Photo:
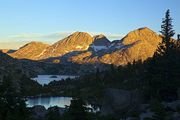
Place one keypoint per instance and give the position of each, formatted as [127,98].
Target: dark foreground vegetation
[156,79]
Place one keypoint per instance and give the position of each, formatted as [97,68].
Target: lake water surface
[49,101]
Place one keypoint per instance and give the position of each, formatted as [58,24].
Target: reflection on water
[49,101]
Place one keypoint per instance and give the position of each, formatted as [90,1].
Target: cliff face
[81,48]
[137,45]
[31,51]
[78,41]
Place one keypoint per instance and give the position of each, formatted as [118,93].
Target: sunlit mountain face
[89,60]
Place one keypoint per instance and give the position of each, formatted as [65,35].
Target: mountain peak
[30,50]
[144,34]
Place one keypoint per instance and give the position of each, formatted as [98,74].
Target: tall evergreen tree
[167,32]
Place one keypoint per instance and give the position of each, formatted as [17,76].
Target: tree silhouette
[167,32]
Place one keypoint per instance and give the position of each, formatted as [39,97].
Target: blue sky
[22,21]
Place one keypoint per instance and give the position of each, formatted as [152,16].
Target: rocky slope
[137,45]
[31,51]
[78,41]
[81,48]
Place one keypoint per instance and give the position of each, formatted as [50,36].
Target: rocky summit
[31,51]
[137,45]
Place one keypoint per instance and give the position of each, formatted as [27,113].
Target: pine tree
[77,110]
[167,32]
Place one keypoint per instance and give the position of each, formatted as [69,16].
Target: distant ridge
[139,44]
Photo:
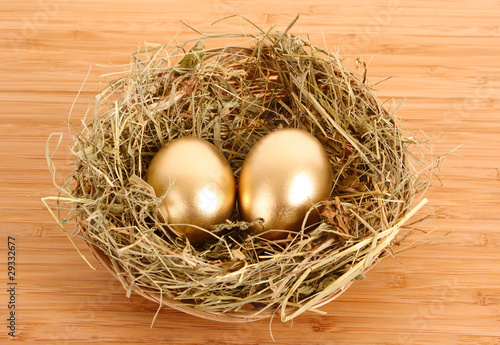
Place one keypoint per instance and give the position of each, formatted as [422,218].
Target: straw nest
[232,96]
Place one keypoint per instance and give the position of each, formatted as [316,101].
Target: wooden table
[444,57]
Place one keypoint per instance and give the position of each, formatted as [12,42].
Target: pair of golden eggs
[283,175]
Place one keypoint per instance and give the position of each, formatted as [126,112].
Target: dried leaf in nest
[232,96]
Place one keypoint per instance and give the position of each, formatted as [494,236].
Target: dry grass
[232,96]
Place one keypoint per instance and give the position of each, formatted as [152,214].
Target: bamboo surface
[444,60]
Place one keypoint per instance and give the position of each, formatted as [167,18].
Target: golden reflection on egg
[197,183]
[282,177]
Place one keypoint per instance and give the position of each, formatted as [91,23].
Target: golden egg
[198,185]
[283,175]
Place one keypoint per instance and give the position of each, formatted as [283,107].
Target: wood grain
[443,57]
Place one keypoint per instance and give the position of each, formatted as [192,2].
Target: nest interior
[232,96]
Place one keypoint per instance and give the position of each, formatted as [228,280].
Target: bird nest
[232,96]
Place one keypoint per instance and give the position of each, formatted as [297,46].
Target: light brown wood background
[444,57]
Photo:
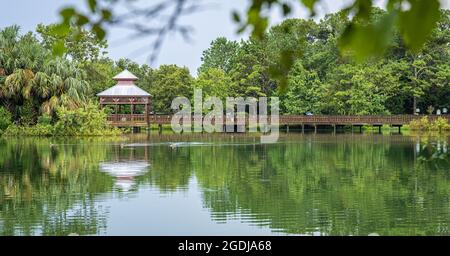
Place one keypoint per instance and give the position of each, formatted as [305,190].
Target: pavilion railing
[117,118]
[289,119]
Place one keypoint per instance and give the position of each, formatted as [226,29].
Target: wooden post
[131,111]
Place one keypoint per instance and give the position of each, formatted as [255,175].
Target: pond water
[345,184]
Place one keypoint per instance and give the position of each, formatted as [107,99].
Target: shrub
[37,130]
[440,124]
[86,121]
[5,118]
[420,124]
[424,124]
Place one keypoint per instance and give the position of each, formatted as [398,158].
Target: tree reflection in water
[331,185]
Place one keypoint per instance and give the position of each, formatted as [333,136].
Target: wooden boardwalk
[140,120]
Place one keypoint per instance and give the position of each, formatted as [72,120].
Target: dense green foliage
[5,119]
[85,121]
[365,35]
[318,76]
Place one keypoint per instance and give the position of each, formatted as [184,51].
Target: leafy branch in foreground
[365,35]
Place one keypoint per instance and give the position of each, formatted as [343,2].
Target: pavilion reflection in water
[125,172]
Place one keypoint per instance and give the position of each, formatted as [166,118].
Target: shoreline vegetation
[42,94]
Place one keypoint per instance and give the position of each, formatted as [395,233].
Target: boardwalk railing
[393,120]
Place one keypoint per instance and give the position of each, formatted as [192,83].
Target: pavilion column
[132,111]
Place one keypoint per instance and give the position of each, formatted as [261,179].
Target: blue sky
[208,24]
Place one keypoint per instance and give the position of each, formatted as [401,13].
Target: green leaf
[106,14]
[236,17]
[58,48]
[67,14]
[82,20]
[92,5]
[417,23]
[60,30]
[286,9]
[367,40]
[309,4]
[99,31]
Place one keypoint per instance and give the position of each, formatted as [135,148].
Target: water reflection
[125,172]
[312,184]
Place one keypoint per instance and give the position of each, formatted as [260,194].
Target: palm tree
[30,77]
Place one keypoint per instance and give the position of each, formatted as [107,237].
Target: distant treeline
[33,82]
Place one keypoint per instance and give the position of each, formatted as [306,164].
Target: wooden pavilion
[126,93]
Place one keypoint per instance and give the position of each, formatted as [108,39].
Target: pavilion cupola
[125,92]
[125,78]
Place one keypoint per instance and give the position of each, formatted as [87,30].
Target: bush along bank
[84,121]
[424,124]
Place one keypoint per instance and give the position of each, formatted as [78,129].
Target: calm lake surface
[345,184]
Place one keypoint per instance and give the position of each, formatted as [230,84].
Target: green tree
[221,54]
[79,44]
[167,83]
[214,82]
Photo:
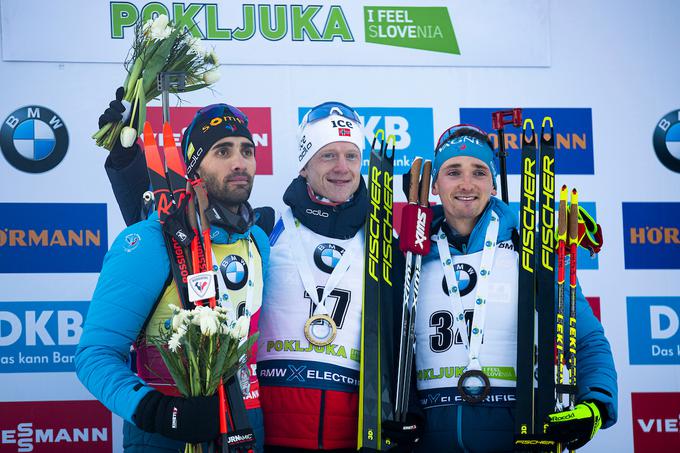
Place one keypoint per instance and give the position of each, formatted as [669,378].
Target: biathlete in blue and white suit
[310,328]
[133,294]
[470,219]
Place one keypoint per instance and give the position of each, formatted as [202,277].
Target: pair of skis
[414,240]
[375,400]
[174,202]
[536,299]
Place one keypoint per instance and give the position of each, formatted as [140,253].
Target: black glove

------------------------------------------------

> [Exercise goal] Repeat the full listing above exactly, with no pictures in the copy.

> [Response to this exercise]
Photo:
Place one keypoint per instance and give the position of each, formatted as [127,98].
Target: dark foreground vegetation
[156,79]
Place one keypoint per instance and give the position of each, formatted as [97,68].
Target: lake water surface
[49,101]
Place one keypoint per instance and give the position of each, formatted as [58,24].
Target: reflection on water
[49,101]
Place one keypoint per instance and give the position of each, formatted as [90,1].
Target: cliff face
[81,48]
[137,45]
[31,51]
[78,41]
Place one keypoint per instance and give the position of each, formatted as [118,93].
Target: sunlit mountain face
[89,60]
Place one keypoint per instance and give the position of each, formatted as [65,35].
Target: mountain peak
[30,50]
[144,34]
Place one keypoint per instance and give the position of each, formatted as [98,74].
Target: tall evergreen tree
[167,32]
Place one keypoint per instance and give the position of each, formatted as [17,76].
Target: tree silhouette
[167,32]
Place one keypoint per instance and give the position of each, formatted as [39,97].
Target: blue sky
[22,21]
Place one keypoint per instance and give the position of each, formatted as [152,16].
Target: rocky slope
[137,45]
[31,51]
[78,41]
[81,48]
Place one keypoint per instance and give the position of each, formatted as [50,36].
Target: rocky summit
[31,51]
[137,45]
Place one keypoint per instance and give the position of each, formatted as [27,113].
Target: pine tree
[77,110]
[167,32]
Place one keypoint per instance and give the position of each, formatted as [69,16].
Target: distant ridge
[139,44]
Photo:
Place one keypoint per instance and give the position of each, formatted as [422,218].
Target: straw nest
[232,96]
Place one keypoint per instance and give the position of each, formatted as [316,101].
Target: wooden table
[444,57]
Place one keypoint per instance and give the position of each, formatted as [12,42].
Target: pair of golden eggs
[283,175]
Place one keypoint per instance and give the position of each, formatted as [126,112].
Target: dried leaf in nest
[232,96]
Place one keypoint per instance and give the position of each, formatted as [494,236].
Target: dry grass
[232,96]
Place one keypoint per instance and give the position of each, formatted as [152,214].
Target: bamboo surface
[444,60]
Place one keypoint per instance and give the position of each, formatted as [167,18].
Target: golden reflection on egg
[197,183]
[282,177]
Place one keypoint per instance and give the position of each, formatted as [91,23].
Target: golden egg
[198,185]
[283,175]
Place one keypoint per instance and give the position of each, formatted as [283,107].
Target: wood grain
[443,57]
Place one keypoint per instance and give the position of each, formatted as [192,2].
Target: nest interior
[232,96]
Place one keypoint per instance and give the position of each, formatted as [228,280].
Target: bird nest
[232,96]
Place one keypoint per instance and give the position of each, formatted as [297,46].
Target: light brown wood background
[444,57]
Photo:
Place one keypoint per instance and give the position of each, formatted as [305,190].
Target: pavilion railing
[117,118]
[289,119]
Place one keypoint per instance and give the position of each, formatted as [226,29].
Target: wooden post
[131,111]
Place one keypoint per instance and give the position of each, formatted as [255,175].
Target: pond water
[345,184]
Place one keypoint per instance and give the position of each, formatted as [107,99].
Target: shrub
[37,130]
[440,124]
[86,121]
[5,118]
[420,124]
[424,124]
Place one keypoint per instance and give the position of each, formatted as [398,158].
Target: tree reflection in water
[331,185]
Place one keypoint per instance and give the position of each, formatted as [333,136].
Target: wooden boardwalk
[140,120]
Place one keypoint per instance and give the position of each, formatted as [72,120].
Target: dense green foliage
[5,119]
[85,121]
[365,35]
[318,76]
Place one keypoint per instance and give the position of each, formatted as [184,51].
Target: leafy branch in foreground
[365,35]
Place one keypoint per instance and give the position of each, formatted as [343,2].
Target: pavilion reflection in water
[125,172]
Place one keypoint per instance and give the position of each, formatted as [166,118].
Target: shoreline vegetation
[42,94]
Place one keypoint per instance and give the position of each, formatted as [395,233].
Target: boardwalk railing
[393,120]
Place one keypoint per instance and give the position of each, formatted as [192,83].
Target: pavilion column
[132,111]
Place one keypoint per instance and give the position of each, formatted as [261,179].
Target: blue sky
[208,24]
Place one keypoint per instance and give the position of each, formatted as [401,13].
Target: green leaf
[106,14]
[236,17]
[58,48]
[67,14]
[82,20]
[92,5]
[417,23]
[60,30]
[286,9]
[367,40]
[309,4]
[99,31]
Place one keypoint per instance and give the position of each, formatted as [135,148].
Target: water reflection
[125,172]
[312,184]
Place one keypoint per instance and give the position of each, formatted as [260,194].
Target: palm tree
[30,77]
Place one keypoint per instance and give the position of each, formatted as [107,237].
Target: distant treeline
[33,82]
Place one keypoint per instance and give the position of each, formatted as [306,164].
Target: wooden pavilion
[126,93]
Place one keypoint per instance and give the position of each, formatted as [108,39].
Target: pavilion cupola
[125,92]
[125,78]
Place one keypoint per instance and give the position of each, formatted as [87,30].
Target: bush along bank
[84,121]
[424,124]
Place one keypoint per instance and give the position of each, formatted as [78,129].
Target: calm lake surface
[345,184]
Place one keypoint per instance and give the position of each, formatted as [230,84].
Target: green tree
[221,54]
[79,44]
[167,83]
[214,82]
Photo:
Place one keypoint per instance and give the position of each, formatted as [669,378].
Target: biathlete in blue and white suit
[310,328]
[133,294]
[470,219]
Place one keypoint per instance and give the position of each, formatted as [202,277].
Target: pair of skis
[414,240]
[375,400]
[174,202]
[536,299]
Place one keypoint per instance and give the position of each, formatted as [140,253].
Target: black glove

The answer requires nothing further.